Many combines in DAGCombiner will be enabled, but only shows
changes after combining `and(add(not))` to `and(not(sub))` in
the tests of this commit.
---
.../LoongArch/LoongArchISelLowering.cpp | 8 +++++--
.../CodeGen/LoongArch/lasx/and-not-combine.ll | 23 +++++++------------
.../CodeGen/LoongArch/lsx/and-not-combine.ll | 23 +++++++------------
3 files changed, 22 insertions(+), 32 deletions(-)

SET EXERCISE:
Transcribe the commit summary above on the LoongArch DAGCombiner change verbatim, keeping every line, symbol, and spacing unchanged.

SUPPLIED DATA:
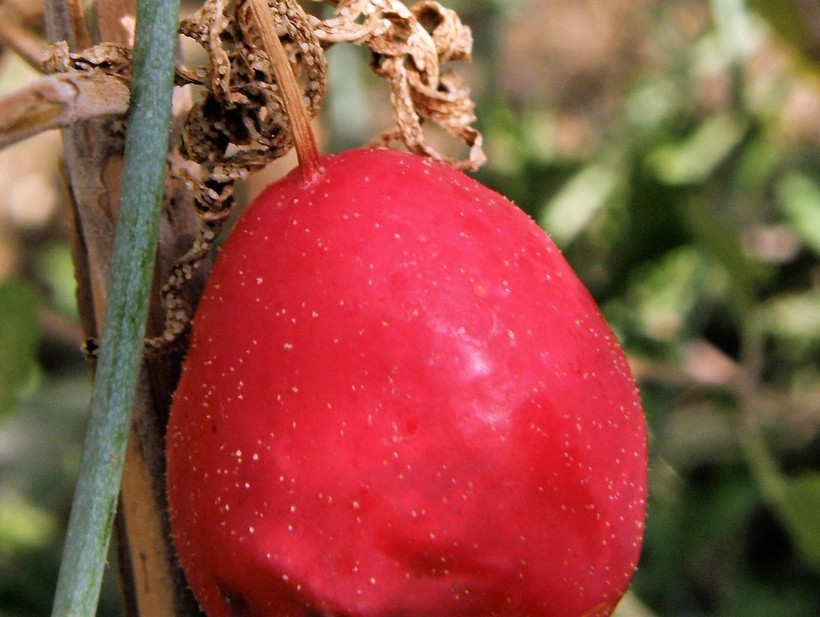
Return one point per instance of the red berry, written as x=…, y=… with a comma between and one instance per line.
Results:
x=399, y=400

CORRECT OUTPUT:
Many combines in DAGCombiner will be enabled, but only shows
changes after combining `and(add(not))` to `and(not(sub))` in
the tests of this commit.
---
.../LoongArch/LoongArchISelLowering.cpp | 8 +++++--
.../CodeGen/LoongArch/lasx/and-not-combine.ll | 23 +++++++------------
.../CodeGen/LoongArch/lsx/and-not-combine.ll | 23 +++++++------------
3 files changed, 22 insertions(+), 32 deletions(-)